§ What this task involves
Quote each line exactly, from the line that contains "# test: mark one point on the white powder, one" down to the last line of the listing, and no other lines.

.....

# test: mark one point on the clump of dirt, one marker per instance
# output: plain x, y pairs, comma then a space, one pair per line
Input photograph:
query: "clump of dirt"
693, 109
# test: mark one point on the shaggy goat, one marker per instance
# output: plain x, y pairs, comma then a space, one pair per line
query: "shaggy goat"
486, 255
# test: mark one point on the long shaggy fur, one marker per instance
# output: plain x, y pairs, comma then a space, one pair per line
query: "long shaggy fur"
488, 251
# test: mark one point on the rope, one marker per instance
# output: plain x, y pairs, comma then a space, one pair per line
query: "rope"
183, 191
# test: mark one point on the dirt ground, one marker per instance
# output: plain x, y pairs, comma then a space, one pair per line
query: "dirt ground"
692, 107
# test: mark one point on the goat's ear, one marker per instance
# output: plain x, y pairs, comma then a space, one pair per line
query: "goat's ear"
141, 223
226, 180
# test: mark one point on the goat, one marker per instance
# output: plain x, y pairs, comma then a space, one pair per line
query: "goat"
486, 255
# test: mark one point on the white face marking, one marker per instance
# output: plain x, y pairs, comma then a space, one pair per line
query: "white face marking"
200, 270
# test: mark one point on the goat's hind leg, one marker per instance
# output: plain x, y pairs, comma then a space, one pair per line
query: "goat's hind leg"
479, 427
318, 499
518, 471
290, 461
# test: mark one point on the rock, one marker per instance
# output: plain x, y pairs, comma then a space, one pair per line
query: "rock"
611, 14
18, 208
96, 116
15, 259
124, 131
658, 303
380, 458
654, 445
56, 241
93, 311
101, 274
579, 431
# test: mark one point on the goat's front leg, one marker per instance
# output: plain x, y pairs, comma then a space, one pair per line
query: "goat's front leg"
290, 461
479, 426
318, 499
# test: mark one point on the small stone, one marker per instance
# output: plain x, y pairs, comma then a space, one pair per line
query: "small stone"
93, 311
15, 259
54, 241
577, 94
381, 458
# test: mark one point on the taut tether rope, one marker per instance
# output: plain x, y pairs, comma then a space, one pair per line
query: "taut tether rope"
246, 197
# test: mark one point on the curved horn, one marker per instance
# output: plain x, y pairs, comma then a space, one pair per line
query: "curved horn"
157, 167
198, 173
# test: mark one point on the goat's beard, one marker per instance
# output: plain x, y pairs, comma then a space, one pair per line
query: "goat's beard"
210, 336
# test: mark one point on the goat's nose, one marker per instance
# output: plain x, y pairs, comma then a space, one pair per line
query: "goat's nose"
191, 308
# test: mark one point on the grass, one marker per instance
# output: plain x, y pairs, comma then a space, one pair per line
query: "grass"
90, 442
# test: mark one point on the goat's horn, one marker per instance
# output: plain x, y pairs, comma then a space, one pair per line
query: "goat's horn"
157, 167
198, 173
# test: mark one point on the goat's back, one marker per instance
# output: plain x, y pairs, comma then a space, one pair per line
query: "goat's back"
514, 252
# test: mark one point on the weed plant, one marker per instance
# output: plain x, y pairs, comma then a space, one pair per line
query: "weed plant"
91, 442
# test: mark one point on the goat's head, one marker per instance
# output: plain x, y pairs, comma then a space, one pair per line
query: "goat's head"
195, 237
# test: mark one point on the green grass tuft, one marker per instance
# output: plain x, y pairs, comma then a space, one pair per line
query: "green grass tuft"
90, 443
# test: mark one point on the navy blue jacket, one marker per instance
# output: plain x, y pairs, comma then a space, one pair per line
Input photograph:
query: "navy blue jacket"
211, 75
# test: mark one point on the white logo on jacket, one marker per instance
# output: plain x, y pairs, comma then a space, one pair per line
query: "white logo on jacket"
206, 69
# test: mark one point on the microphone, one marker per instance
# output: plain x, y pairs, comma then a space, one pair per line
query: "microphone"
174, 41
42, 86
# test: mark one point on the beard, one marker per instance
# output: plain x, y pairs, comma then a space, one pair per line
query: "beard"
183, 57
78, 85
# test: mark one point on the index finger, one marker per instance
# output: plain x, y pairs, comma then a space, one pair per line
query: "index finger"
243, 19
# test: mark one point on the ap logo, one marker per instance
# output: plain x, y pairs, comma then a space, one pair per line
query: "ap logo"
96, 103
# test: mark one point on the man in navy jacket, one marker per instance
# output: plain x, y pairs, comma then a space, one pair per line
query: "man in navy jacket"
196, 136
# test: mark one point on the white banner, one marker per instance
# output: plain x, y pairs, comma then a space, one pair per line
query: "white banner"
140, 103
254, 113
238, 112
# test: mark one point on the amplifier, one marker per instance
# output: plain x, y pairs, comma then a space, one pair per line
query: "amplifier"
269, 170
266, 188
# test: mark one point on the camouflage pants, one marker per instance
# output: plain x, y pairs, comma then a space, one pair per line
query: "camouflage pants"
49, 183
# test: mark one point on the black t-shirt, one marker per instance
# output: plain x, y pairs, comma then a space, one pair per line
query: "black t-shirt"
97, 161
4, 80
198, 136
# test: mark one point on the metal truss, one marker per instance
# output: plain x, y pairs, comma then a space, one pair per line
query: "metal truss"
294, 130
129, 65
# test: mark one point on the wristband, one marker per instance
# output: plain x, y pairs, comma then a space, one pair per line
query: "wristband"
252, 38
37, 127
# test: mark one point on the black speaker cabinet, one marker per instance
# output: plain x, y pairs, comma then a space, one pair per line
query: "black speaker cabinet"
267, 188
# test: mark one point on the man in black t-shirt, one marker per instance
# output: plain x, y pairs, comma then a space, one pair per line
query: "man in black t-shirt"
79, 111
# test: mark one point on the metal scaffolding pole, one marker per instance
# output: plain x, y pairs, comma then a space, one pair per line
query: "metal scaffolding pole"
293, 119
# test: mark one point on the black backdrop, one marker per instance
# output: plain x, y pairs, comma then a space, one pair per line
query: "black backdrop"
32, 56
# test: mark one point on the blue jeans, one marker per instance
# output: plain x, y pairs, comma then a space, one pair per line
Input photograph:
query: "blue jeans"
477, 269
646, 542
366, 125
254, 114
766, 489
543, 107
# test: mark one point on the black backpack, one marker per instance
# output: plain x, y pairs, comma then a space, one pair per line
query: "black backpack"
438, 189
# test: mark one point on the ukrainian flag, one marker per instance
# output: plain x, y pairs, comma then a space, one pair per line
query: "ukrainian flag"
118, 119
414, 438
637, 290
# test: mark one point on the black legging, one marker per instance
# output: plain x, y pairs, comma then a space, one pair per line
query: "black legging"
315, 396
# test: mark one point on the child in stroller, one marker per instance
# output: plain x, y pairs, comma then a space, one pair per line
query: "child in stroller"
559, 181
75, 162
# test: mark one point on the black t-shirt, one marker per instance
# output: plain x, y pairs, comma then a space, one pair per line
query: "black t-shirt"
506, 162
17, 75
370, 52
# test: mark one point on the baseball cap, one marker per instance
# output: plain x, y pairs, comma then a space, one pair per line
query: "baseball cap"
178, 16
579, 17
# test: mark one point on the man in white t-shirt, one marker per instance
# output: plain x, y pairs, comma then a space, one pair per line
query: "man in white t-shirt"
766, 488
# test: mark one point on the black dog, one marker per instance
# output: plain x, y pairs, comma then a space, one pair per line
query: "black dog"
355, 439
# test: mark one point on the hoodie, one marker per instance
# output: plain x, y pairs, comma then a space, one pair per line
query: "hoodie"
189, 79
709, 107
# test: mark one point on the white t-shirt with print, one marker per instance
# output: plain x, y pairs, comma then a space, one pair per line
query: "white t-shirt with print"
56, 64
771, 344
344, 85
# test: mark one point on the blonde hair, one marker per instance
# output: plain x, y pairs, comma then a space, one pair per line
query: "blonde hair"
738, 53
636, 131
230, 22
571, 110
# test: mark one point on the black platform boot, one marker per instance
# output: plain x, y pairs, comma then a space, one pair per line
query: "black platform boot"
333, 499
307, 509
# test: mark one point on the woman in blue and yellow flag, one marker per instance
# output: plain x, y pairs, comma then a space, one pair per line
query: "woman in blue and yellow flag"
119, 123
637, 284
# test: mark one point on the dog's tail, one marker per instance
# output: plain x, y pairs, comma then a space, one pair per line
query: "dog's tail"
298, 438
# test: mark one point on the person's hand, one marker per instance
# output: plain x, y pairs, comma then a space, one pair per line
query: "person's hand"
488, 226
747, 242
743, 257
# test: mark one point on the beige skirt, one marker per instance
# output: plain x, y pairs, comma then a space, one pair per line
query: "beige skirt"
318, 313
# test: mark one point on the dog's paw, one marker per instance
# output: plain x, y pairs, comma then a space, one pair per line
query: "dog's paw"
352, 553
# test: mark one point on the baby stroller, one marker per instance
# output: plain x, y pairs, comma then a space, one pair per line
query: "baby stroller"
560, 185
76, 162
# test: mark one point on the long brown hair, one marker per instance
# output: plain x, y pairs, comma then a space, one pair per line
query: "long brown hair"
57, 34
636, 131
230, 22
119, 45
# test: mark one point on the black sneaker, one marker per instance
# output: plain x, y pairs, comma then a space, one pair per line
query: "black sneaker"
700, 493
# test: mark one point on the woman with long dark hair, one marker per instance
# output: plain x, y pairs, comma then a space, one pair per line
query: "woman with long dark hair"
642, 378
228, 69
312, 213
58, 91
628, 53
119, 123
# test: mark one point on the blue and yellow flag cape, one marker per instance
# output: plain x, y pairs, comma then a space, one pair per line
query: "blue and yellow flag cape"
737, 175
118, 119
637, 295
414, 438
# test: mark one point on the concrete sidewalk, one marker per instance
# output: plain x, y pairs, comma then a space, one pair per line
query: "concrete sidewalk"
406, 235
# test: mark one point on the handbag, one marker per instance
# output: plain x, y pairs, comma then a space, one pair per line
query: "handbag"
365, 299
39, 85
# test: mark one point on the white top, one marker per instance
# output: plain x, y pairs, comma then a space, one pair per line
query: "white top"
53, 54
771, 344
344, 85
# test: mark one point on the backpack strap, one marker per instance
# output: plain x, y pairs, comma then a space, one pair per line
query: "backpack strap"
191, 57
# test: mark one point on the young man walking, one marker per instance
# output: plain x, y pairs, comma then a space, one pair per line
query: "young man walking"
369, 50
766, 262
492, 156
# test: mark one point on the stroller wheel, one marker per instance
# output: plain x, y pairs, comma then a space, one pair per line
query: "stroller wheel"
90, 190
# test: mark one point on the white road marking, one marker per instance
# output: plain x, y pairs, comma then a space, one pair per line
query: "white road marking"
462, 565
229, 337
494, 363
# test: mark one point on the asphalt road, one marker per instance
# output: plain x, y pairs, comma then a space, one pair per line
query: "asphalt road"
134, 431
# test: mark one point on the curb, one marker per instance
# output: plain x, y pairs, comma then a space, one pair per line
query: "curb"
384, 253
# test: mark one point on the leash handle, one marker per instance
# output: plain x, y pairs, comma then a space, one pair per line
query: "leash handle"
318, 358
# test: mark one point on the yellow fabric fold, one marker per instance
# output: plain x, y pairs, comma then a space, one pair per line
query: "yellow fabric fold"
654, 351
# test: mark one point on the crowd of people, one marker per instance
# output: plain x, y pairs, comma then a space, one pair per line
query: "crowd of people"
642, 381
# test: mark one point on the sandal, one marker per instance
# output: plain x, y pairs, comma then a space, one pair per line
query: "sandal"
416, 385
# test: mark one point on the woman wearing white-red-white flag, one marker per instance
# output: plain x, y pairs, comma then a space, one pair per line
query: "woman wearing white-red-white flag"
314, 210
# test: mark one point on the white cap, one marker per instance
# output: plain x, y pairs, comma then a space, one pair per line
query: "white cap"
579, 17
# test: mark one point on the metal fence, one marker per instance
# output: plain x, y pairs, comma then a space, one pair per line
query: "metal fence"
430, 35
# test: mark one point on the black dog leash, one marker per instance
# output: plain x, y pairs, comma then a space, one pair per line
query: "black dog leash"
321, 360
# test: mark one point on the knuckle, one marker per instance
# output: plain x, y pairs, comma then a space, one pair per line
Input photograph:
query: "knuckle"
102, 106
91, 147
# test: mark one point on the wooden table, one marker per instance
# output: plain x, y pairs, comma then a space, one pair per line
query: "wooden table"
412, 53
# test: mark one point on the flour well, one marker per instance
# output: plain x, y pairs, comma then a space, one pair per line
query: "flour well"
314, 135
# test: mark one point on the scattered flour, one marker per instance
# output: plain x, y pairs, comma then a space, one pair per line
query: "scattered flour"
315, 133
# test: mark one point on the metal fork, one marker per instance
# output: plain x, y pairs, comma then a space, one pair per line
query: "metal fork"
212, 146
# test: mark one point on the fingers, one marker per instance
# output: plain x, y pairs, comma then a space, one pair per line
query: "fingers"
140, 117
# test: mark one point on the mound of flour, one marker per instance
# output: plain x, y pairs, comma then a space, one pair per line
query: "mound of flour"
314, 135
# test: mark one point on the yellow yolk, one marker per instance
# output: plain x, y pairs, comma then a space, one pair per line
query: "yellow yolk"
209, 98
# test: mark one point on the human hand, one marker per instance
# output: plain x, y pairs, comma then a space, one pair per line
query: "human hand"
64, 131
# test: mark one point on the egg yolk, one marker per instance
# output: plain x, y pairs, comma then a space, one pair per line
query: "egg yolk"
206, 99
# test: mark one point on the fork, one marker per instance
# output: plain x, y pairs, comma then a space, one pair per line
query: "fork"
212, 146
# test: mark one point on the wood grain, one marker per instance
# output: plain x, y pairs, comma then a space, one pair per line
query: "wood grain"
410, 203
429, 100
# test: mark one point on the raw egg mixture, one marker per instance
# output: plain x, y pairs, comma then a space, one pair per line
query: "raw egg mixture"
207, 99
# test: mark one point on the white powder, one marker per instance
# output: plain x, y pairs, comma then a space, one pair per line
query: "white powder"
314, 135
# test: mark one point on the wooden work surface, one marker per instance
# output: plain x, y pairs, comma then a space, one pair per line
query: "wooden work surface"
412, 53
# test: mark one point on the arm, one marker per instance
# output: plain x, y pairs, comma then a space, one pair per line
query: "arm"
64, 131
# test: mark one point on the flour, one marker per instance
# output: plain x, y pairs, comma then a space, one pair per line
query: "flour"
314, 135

.....

§ Task solution
# test: mark one point on the white powder, one marker per instance
# output: plain x, y pairs, comma then a space, one pair per line
query: "white powder"
314, 135
# test: mark one point on the wooden work surface, one marker per instance
# output: plain x, y pairs, comma then a space, one pair per line
query: "wooden work surface"
412, 53
# test: mark one point on the arm, one marker per instance
# output: plain x, y pairs, comma then a space, one pair per line
query: "arm"
64, 131
# test: mark one point on the flour, one marker per instance
# output: plain x, y pairs, comma then a space, one pair per line
query: "flour"
314, 135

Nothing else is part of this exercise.